Directions:
Without the pictures, set down every line of the data exactly.

[Object pointing dataset rows]

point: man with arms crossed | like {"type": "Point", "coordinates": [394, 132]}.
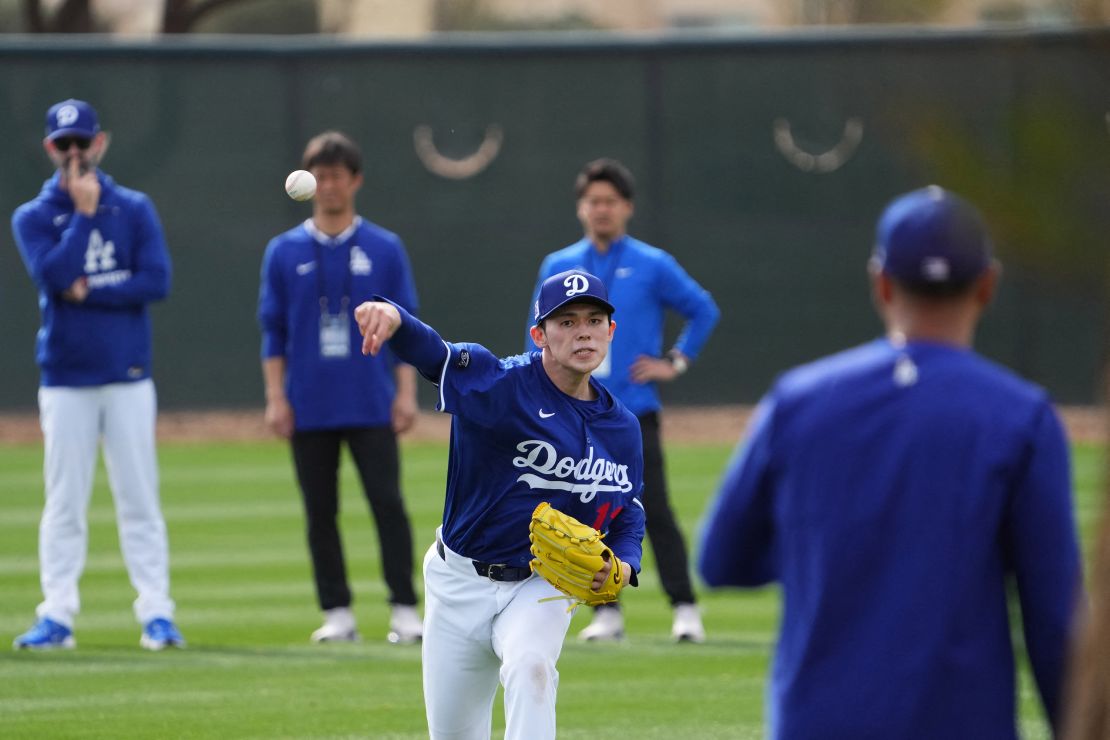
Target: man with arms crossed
{"type": "Point", "coordinates": [892, 489]}
{"type": "Point", "coordinates": [97, 253]}
{"type": "Point", "coordinates": [644, 283]}
{"type": "Point", "coordinates": [524, 431]}
{"type": "Point", "coordinates": [321, 392]}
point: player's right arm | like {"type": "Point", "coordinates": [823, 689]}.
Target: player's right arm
{"type": "Point", "coordinates": [737, 538]}
{"type": "Point", "coordinates": [273, 322]}
{"type": "Point", "coordinates": [53, 264]}
{"type": "Point", "coordinates": [414, 342]}
{"type": "Point", "coordinates": [279, 413]}
{"type": "Point", "coordinates": [1042, 546]}
{"type": "Point", "coordinates": [545, 272]}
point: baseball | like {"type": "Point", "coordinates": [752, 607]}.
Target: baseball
{"type": "Point", "coordinates": [301, 185]}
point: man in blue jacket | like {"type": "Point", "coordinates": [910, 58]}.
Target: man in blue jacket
{"type": "Point", "coordinates": [98, 256]}
{"type": "Point", "coordinates": [322, 393]}
{"type": "Point", "coordinates": [644, 283]}
{"type": "Point", "coordinates": [892, 489]}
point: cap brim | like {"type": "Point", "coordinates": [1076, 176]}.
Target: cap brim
{"type": "Point", "coordinates": [579, 298]}
{"type": "Point", "coordinates": [83, 133]}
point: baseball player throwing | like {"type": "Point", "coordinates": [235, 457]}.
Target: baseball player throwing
{"type": "Point", "coordinates": [525, 431]}
{"type": "Point", "coordinates": [98, 256]}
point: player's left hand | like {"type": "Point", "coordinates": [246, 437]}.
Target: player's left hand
{"type": "Point", "coordinates": [377, 322]}
{"type": "Point", "coordinates": [647, 368]}
{"type": "Point", "coordinates": [603, 575]}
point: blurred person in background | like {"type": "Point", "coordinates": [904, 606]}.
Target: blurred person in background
{"type": "Point", "coordinates": [892, 490]}
{"type": "Point", "coordinates": [644, 284]}
{"type": "Point", "coordinates": [321, 392]}
{"type": "Point", "coordinates": [98, 256]}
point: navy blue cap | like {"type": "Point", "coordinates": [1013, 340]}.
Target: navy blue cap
{"type": "Point", "coordinates": [931, 236]}
{"type": "Point", "coordinates": [571, 286]}
{"type": "Point", "coordinates": [71, 118]}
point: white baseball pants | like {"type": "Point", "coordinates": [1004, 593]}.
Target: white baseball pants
{"type": "Point", "coordinates": [477, 632]}
{"type": "Point", "coordinates": [74, 422]}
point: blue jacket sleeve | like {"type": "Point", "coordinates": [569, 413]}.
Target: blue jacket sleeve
{"type": "Point", "coordinates": [52, 264]}
{"type": "Point", "coordinates": [683, 294]}
{"type": "Point", "coordinates": [626, 533]}
{"type": "Point", "coordinates": [149, 279]}
{"type": "Point", "coordinates": [1041, 541]}
{"type": "Point", "coordinates": [404, 283]}
{"type": "Point", "coordinates": [419, 344]}
{"type": "Point", "coordinates": [544, 274]}
{"type": "Point", "coordinates": [273, 317]}
{"type": "Point", "coordinates": [737, 539]}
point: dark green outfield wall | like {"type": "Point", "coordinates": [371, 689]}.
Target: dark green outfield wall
{"type": "Point", "coordinates": [1017, 122]}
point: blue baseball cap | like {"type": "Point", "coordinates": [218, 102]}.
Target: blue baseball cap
{"type": "Point", "coordinates": [931, 236]}
{"type": "Point", "coordinates": [71, 118]}
{"type": "Point", "coordinates": [571, 286]}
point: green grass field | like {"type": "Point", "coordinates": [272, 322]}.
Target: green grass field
{"type": "Point", "coordinates": [241, 578]}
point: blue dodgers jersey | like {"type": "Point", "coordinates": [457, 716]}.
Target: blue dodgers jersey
{"type": "Point", "coordinates": [892, 490]}
{"type": "Point", "coordinates": [517, 441]}
{"type": "Point", "coordinates": [121, 252]}
{"type": "Point", "coordinates": [302, 265]}
{"type": "Point", "coordinates": [644, 282]}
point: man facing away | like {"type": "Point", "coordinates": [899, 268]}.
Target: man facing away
{"type": "Point", "coordinates": [892, 489]}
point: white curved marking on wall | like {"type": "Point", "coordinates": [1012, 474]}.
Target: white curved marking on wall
{"type": "Point", "coordinates": [828, 161]}
{"type": "Point", "coordinates": [452, 169]}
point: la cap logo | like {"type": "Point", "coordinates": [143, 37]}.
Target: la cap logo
{"type": "Point", "coordinates": [67, 115]}
{"type": "Point", "coordinates": [576, 284]}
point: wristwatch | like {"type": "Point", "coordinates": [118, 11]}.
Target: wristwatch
{"type": "Point", "coordinates": [677, 362]}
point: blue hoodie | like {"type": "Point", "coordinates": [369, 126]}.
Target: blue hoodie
{"type": "Point", "coordinates": [121, 252]}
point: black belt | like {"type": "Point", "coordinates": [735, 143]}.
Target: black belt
{"type": "Point", "coordinates": [491, 570]}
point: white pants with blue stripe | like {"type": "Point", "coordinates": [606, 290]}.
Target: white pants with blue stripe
{"type": "Point", "coordinates": [76, 421]}
{"type": "Point", "coordinates": [478, 632]}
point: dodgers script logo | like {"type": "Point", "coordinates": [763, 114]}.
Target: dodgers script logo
{"type": "Point", "coordinates": [554, 470]}
{"type": "Point", "coordinates": [576, 284]}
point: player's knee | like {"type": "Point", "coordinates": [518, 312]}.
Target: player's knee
{"type": "Point", "coordinates": [532, 672]}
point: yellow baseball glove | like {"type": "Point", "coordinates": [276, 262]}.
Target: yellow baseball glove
{"type": "Point", "coordinates": [567, 554]}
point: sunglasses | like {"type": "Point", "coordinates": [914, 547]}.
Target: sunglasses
{"type": "Point", "coordinates": [63, 143]}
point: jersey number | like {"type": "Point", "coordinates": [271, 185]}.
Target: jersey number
{"type": "Point", "coordinates": [603, 512]}
{"type": "Point", "coordinates": [100, 255]}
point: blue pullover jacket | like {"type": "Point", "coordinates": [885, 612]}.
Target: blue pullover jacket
{"type": "Point", "coordinates": [121, 252]}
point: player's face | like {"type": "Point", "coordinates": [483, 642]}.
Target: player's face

The response:
point: man with arms crossed | like {"type": "Point", "coordinates": [394, 132]}.
Target: man with arms crossed
{"type": "Point", "coordinates": [892, 489]}
{"type": "Point", "coordinates": [97, 253]}
{"type": "Point", "coordinates": [644, 283]}
{"type": "Point", "coordinates": [524, 431]}
{"type": "Point", "coordinates": [321, 392]}
point: player's right arm | like {"type": "Point", "coordinates": [823, 689]}.
Target: player's right arm
{"type": "Point", "coordinates": [737, 538]}
{"type": "Point", "coordinates": [273, 322]}
{"type": "Point", "coordinates": [53, 264]}
{"type": "Point", "coordinates": [414, 342]}
{"type": "Point", "coordinates": [279, 413]}
{"type": "Point", "coordinates": [1042, 546]}
{"type": "Point", "coordinates": [545, 272]}
point: baseball | like {"type": "Point", "coordinates": [752, 607]}.
Target: baseball
{"type": "Point", "coordinates": [301, 185]}
point: man in blue jacket | like {"type": "Point", "coordinates": [910, 58]}.
Target: man in blue jacket
{"type": "Point", "coordinates": [98, 256]}
{"type": "Point", "coordinates": [322, 393]}
{"type": "Point", "coordinates": [644, 283]}
{"type": "Point", "coordinates": [892, 489]}
point: cap brim | like {"type": "Point", "coordinates": [1076, 176]}.
Target: cap brim
{"type": "Point", "coordinates": [579, 298]}
{"type": "Point", "coordinates": [83, 133]}
point: baseball player throwing | like {"type": "Point", "coordinates": [235, 457]}.
Target: baseball player throwing
{"type": "Point", "coordinates": [525, 431]}
{"type": "Point", "coordinates": [98, 256]}
point: player's left hand | like {"type": "Point", "coordinates": [246, 437]}.
Target: player's left hand
{"type": "Point", "coordinates": [377, 322]}
{"type": "Point", "coordinates": [647, 368]}
{"type": "Point", "coordinates": [603, 575]}
point: blurred person in background | like {"type": "Point", "coordinates": [904, 606]}.
Target: blurred person in background
{"type": "Point", "coordinates": [892, 490]}
{"type": "Point", "coordinates": [644, 284]}
{"type": "Point", "coordinates": [321, 392]}
{"type": "Point", "coordinates": [98, 256]}
point: navy blue cap | like {"type": "Point", "coordinates": [1013, 340]}.
Target: navy blue cap
{"type": "Point", "coordinates": [931, 236]}
{"type": "Point", "coordinates": [571, 286]}
{"type": "Point", "coordinates": [71, 118]}
point: white baseball pants | like {"type": "Point", "coordinates": [1004, 593]}.
Target: white baseball pants
{"type": "Point", "coordinates": [477, 632]}
{"type": "Point", "coordinates": [74, 422]}
point: blue jacket sleeve | like {"type": "Point", "coordinates": [569, 413]}.
Target: blue jacket sleeve
{"type": "Point", "coordinates": [52, 264]}
{"type": "Point", "coordinates": [683, 294]}
{"type": "Point", "coordinates": [626, 533]}
{"type": "Point", "coordinates": [149, 279]}
{"type": "Point", "coordinates": [1041, 541]}
{"type": "Point", "coordinates": [404, 283]}
{"type": "Point", "coordinates": [419, 344]}
{"type": "Point", "coordinates": [544, 274]}
{"type": "Point", "coordinates": [273, 317]}
{"type": "Point", "coordinates": [737, 539]}
point: dark green outfield wall | like {"type": "Point", "coordinates": [371, 689]}.
Target: dark green outfield wall
{"type": "Point", "coordinates": [1017, 122]}
point: blue baseball cap | like {"type": "Point", "coordinates": [218, 102]}.
Target: blue baseball cap
{"type": "Point", "coordinates": [931, 236]}
{"type": "Point", "coordinates": [71, 118]}
{"type": "Point", "coordinates": [571, 286]}
point: green grass field | like {"type": "Point", "coordinates": [272, 322]}.
Target: green grass field
{"type": "Point", "coordinates": [241, 578]}
point: blue dodgers jersey | like {"type": "Point", "coordinates": [457, 716]}.
Target: blue dodgers jersey
{"type": "Point", "coordinates": [892, 490]}
{"type": "Point", "coordinates": [517, 441]}
{"type": "Point", "coordinates": [121, 252]}
{"type": "Point", "coordinates": [302, 265]}
{"type": "Point", "coordinates": [644, 282]}
point: man facing away | like {"type": "Point", "coordinates": [899, 268]}.
Target: man facing away
{"type": "Point", "coordinates": [892, 489]}
point: white curved marking on wall | like {"type": "Point", "coordinates": [1012, 474]}.
Target: white curved marking on wall
{"type": "Point", "coordinates": [828, 161]}
{"type": "Point", "coordinates": [452, 169]}
point: la cap logo | like {"type": "Point", "coordinates": [143, 37]}.
Target: la cap logo
{"type": "Point", "coordinates": [67, 115]}
{"type": "Point", "coordinates": [576, 284]}
point: wristwatch | like {"type": "Point", "coordinates": [118, 11]}.
Target: wristwatch
{"type": "Point", "coordinates": [677, 362]}
point: blue hoodie | like {"type": "Point", "coordinates": [369, 126]}.
Target: blue hoodie
{"type": "Point", "coordinates": [121, 252]}
point: black belt | like {"type": "Point", "coordinates": [735, 143]}.
Target: black belt
{"type": "Point", "coordinates": [491, 570]}
point: white pants with blue stripe | like {"type": "Point", "coordinates": [606, 290]}.
Target: white pants with blue stripe
{"type": "Point", "coordinates": [76, 421]}
{"type": "Point", "coordinates": [478, 632]}
point: dodgers script logo | like {"type": "Point", "coordinates": [763, 114]}.
Target: dodgers script logo
{"type": "Point", "coordinates": [554, 470]}
{"type": "Point", "coordinates": [576, 284]}
point: player's knee | like {"type": "Point", "coordinates": [518, 312]}.
Target: player's knee
{"type": "Point", "coordinates": [532, 672]}
point: yellow baseball glove | like {"type": "Point", "coordinates": [276, 262]}.
Target: yellow baseball glove
{"type": "Point", "coordinates": [567, 554]}
point: sunglasses | like {"type": "Point", "coordinates": [914, 547]}.
Target: sunglasses
{"type": "Point", "coordinates": [63, 143]}
point: jersey number | like {"type": "Point", "coordinates": [271, 185]}.
Target: jersey number
{"type": "Point", "coordinates": [603, 512]}
{"type": "Point", "coordinates": [100, 255]}
point: blue pullover jacket | like {"type": "Point", "coordinates": [885, 612]}.
Target: blue pullover jacket
{"type": "Point", "coordinates": [121, 252]}
point: player's face | like {"type": "Point", "coordinates": [483, 642]}.
Target: player's face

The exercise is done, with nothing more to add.